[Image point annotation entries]
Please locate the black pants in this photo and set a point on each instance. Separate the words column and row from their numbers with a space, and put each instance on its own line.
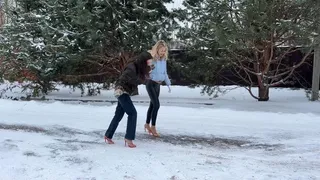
column 153, row 89
column 125, row 105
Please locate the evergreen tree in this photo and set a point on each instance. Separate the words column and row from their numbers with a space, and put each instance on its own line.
column 53, row 39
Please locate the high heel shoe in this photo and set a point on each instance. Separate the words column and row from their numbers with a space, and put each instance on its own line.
column 154, row 131
column 147, row 128
column 130, row 143
column 108, row 140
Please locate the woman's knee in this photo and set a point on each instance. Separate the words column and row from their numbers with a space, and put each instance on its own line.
column 132, row 112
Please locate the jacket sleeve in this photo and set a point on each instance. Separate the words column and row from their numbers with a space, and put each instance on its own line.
column 167, row 80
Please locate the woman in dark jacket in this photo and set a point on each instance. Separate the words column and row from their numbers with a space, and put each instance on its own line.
column 135, row 73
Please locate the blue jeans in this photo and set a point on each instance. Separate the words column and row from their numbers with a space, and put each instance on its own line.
column 124, row 105
column 153, row 90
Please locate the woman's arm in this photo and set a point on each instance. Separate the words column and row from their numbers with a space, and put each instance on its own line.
column 167, row 80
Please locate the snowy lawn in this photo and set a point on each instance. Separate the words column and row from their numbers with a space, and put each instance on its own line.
column 235, row 138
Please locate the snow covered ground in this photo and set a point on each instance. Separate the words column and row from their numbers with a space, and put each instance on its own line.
column 229, row 137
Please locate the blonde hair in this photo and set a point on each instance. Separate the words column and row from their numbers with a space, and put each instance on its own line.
column 155, row 49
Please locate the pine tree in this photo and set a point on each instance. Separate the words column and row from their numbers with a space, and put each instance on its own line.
column 83, row 38
column 250, row 32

### DIRECTION:
Copy out every one of the entries above line for line, leaving out the pictures.

### RESPONSE BELOW:
Please locate the black pants in this photo and set a point on each instance. Separate the words column and row from their numbers with a space, and put each instance on its own line.
column 153, row 89
column 125, row 105
Please locate the evergreen tree in this photo and set a point on each instance. Separate the words column and row from their numbers with a space, and put each instance on its own line.
column 53, row 39
Please locate the high heel shoe in this photo and set a point on each instance. Separate the words column and row from their numbers with a space, and put each instance on its own line.
column 154, row 131
column 147, row 128
column 130, row 143
column 108, row 140
Please locate the woman's knee in this photo and set a point on each instance. Separate the words column and row from their numbers with a space, and put each instance on its own line.
column 132, row 112
Please locate the jacket sleeve in this photo and set a point on each instance. Separate the words column and row from their numbers with a space, and put each instance on its own line.
column 167, row 80
Please locate the woman in dark jacket in this photo and set a point on each instance. Separate the words column and row from their numbers with a space, and put each instance on its own line.
column 135, row 73
Please locate the blue jeans in this photo and set a point on each instance. Separate the words column and row from their numbers with a space, and put each instance on its own line.
column 124, row 105
column 153, row 90
Please locate the woman's arm in this photo and set a point on each instance. Separate the words column and row from their numbers with a space, and put each instance on its own line.
column 167, row 80
Please locate the snowy lawn in this photo and set a point on each instance. Separate the words column and row from their numbers with a space, and put each instance on its own line.
column 235, row 138
Please locate the snow covered ground in this photo and set a point on each instance. Separate the words column and row from their numbers with a space, and put each instance on its own line.
column 229, row 137
Please locate the blonde hair in this photo and set a point on each instance. Separate the words column and row from their numbers with a space, and put each instance on its own line.
column 155, row 49
Please locate the pine tree in this photo and set a point on each instance. Separate the words column and row from their numbers with a space, and put each instance on its own line.
column 83, row 38
column 250, row 32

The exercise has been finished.